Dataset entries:
________

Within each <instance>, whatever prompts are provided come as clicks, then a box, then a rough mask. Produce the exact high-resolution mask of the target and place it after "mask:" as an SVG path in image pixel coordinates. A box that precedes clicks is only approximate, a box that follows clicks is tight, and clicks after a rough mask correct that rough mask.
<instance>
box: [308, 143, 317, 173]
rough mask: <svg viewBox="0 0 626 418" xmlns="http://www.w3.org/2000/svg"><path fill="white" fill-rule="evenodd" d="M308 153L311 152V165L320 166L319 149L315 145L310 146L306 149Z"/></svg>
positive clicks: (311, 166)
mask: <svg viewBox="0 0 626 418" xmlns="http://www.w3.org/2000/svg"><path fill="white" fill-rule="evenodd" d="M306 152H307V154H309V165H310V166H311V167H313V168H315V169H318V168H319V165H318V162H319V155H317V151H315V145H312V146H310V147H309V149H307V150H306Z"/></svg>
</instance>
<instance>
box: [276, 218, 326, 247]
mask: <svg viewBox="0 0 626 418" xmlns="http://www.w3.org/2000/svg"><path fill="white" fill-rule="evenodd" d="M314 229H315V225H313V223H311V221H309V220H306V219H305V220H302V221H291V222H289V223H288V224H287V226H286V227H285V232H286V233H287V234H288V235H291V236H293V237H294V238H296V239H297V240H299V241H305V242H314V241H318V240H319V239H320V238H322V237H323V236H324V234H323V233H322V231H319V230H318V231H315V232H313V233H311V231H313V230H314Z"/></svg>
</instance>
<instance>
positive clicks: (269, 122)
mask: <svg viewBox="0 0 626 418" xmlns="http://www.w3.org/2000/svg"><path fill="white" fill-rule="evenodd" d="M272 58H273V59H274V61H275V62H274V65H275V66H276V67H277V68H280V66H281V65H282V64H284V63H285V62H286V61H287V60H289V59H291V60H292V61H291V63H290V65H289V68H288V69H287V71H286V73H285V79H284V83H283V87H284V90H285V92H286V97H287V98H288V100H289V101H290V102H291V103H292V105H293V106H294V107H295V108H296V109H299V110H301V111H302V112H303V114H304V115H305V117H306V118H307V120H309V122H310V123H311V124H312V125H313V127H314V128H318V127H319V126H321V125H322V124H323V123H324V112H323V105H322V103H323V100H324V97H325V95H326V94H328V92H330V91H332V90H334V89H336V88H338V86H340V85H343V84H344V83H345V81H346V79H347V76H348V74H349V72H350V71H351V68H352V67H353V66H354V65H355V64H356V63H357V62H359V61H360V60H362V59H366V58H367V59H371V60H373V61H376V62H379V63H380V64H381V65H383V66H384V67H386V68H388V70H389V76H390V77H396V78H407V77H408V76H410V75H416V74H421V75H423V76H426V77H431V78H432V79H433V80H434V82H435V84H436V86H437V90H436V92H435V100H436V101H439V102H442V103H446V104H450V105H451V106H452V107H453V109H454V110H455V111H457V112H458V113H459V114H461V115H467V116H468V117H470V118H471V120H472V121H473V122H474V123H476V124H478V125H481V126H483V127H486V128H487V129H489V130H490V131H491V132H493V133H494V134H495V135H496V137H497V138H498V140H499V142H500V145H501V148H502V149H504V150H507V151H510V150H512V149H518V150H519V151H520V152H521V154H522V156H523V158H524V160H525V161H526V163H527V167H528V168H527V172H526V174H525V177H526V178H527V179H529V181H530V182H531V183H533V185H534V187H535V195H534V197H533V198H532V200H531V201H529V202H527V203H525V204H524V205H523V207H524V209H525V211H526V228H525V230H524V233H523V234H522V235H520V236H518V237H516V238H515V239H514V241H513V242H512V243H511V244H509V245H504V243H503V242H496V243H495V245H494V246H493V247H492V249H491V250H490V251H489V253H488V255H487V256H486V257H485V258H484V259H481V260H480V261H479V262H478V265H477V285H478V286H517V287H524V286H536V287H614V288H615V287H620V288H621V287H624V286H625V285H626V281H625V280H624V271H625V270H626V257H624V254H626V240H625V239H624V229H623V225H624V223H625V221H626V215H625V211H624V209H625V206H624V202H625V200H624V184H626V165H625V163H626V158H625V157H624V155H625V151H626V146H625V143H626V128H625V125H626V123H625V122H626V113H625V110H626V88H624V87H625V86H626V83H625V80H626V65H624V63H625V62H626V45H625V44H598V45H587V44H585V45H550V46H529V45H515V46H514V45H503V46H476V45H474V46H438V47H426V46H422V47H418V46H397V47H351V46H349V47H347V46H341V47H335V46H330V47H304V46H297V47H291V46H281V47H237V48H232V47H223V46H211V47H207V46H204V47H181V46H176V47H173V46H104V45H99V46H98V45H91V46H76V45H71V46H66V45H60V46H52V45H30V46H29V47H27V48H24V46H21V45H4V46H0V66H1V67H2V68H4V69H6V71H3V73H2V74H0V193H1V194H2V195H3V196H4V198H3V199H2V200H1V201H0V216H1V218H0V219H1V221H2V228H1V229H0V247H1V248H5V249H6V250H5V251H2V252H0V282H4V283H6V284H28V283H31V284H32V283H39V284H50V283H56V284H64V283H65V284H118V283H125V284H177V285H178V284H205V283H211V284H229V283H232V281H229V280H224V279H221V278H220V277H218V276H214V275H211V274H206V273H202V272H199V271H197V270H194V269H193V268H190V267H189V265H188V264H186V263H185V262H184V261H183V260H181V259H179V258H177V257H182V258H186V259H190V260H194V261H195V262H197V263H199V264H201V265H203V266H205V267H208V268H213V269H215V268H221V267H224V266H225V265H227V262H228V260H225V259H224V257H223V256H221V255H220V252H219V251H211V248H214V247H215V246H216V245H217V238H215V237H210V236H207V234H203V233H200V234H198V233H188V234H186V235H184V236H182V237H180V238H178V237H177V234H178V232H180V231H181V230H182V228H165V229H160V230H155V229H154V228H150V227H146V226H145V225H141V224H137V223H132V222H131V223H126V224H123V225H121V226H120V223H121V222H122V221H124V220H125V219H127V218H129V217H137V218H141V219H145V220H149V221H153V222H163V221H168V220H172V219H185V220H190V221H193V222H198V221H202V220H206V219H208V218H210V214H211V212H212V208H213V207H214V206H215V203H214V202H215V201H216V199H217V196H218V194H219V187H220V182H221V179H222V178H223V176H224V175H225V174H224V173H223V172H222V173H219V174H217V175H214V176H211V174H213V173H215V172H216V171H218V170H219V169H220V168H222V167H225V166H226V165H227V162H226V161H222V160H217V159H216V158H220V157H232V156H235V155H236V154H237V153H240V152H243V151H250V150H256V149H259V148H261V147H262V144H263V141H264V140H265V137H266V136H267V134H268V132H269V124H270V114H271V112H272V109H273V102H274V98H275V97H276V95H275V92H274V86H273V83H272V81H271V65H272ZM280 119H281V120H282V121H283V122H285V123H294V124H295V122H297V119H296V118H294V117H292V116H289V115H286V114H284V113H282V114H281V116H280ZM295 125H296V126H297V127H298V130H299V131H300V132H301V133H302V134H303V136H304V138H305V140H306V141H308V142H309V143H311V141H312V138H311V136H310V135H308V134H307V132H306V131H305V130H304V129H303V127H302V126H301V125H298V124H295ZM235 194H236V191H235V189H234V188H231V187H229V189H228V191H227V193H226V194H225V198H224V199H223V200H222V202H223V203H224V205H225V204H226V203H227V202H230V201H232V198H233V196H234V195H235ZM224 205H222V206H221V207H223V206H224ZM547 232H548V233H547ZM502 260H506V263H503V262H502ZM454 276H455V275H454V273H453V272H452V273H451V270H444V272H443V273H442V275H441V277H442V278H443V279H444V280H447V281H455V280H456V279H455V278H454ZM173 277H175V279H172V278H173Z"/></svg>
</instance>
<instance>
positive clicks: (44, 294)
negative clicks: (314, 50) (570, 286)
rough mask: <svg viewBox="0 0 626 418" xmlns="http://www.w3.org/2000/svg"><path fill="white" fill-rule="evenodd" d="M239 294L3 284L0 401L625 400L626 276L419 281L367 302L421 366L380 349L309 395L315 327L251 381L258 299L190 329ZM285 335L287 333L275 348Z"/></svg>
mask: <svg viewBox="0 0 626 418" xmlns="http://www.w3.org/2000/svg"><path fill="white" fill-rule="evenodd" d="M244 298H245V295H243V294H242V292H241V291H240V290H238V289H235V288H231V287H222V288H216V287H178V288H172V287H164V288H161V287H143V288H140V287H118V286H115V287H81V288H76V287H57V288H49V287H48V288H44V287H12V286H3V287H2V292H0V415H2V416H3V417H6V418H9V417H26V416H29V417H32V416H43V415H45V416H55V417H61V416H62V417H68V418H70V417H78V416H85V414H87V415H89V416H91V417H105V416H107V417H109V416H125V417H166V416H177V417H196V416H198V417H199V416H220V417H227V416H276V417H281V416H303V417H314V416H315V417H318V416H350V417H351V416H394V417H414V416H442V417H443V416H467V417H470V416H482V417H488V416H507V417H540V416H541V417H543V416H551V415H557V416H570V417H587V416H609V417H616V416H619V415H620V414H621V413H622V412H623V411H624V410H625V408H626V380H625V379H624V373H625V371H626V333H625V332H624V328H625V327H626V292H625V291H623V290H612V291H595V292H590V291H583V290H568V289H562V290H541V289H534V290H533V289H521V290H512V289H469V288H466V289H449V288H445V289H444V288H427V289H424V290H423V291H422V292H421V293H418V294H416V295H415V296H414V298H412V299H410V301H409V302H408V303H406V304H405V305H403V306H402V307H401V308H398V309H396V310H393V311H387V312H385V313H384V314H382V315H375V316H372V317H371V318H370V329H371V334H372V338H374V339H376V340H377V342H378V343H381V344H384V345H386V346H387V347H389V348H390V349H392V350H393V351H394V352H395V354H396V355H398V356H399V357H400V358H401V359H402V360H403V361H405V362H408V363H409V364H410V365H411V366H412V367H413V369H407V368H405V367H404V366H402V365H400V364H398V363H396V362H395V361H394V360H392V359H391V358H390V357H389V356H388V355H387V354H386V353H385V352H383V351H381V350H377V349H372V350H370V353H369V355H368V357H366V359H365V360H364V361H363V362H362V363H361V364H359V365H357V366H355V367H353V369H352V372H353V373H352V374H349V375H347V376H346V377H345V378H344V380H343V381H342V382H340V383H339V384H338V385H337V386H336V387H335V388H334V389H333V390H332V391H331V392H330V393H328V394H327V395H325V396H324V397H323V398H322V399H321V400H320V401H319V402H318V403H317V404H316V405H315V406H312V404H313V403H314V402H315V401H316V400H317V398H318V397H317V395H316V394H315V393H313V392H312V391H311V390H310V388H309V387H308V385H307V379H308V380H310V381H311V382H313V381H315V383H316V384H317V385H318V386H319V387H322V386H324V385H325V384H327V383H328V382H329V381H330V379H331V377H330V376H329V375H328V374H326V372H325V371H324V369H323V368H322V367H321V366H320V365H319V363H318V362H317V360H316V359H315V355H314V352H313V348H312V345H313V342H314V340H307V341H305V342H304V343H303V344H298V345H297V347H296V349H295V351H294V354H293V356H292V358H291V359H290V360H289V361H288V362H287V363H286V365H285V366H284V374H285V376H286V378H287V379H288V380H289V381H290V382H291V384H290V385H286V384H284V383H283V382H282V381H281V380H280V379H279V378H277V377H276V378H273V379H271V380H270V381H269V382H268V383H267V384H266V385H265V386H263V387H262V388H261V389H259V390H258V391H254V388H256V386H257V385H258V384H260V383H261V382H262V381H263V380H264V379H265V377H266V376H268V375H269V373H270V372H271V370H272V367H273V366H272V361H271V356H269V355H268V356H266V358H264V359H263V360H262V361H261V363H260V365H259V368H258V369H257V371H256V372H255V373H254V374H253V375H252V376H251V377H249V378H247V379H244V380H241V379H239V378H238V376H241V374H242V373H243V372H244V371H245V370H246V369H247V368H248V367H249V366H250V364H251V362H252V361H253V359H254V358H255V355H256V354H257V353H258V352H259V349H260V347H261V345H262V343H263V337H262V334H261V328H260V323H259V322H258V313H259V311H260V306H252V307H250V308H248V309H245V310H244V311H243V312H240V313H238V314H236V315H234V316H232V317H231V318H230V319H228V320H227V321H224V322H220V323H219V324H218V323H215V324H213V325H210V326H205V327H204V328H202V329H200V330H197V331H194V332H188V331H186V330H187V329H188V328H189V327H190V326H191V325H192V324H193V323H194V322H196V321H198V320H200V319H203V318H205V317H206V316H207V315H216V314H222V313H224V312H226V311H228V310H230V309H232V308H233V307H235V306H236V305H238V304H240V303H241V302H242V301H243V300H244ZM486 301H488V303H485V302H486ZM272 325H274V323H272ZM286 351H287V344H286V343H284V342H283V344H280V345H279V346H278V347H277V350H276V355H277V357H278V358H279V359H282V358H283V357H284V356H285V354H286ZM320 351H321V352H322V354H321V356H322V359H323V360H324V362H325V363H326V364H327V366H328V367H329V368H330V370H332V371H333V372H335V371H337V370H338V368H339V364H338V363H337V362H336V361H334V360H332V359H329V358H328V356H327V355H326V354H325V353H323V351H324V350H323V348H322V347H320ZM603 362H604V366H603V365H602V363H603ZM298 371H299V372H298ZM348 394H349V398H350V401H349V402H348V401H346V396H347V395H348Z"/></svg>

________

What is required: Reproduce the data above without any changes, from its first line through the line containing "positive clicks: (269, 122)", with both ends included.

Response area:
Within each <instance>, whatever prompts are provided come as clicks, then a box, then a rough mask. Produce the exact high-resolution mask of the target and place it after "mask:" as an SVG path in image pixel coordinates. A box that precedes clicks is only approximate, a box that follows clicks is tight, and clicks after a rough mask correct that rough mask.
<instance>
box: [308, 143, 317, 173]
rough mask: <svg viewBox="0 0 626 418" xmlns="http://www.w3.org/2000/svg"><path fill="white" fill-rule="evenodd" d="M308 153L311 152V165L320 166L319 149L315 145L310 146L306 149Z"/></svg>
positive clicks: (311, 166)
mask: <svg viewBox="0 0 626 418" xmlns="http://www.w3.org/2000/svg"><path fill="white" fill-rule="evenodd" d="M306 152H307V154H309V165H310V166H311V167H313V168H315V169H318V168H319V165H318V162H319V155H317V151H315V145H312V146H310V147H309V149H307V150H306Z"/></svg>
</instance>
<instance>
box: [276, 218, 326, 247]
mask: <svg viewBox="0 0 626 418" xmlns="http://www.w3.org/2000/svg"><path fill="white" fill-rule="evenodd" d="M314 229H315V225H313V223H311V221H309V220H306V219H305V220H302V221H291V222H289V223H288V224H287V226H286V227H285V232H286V233H287V234H288V235H291V236H293V237H294V238H296V239H297V240H299V241H305V242H314V241H318V240H319V239H320V238H322V237H323V236H324V234H323V233H322V231H319V230H318V231H315V232H313V233H311V231H313V230H314Z"/></svg>
</instance>
<instance>
positive clicks: (269, 122)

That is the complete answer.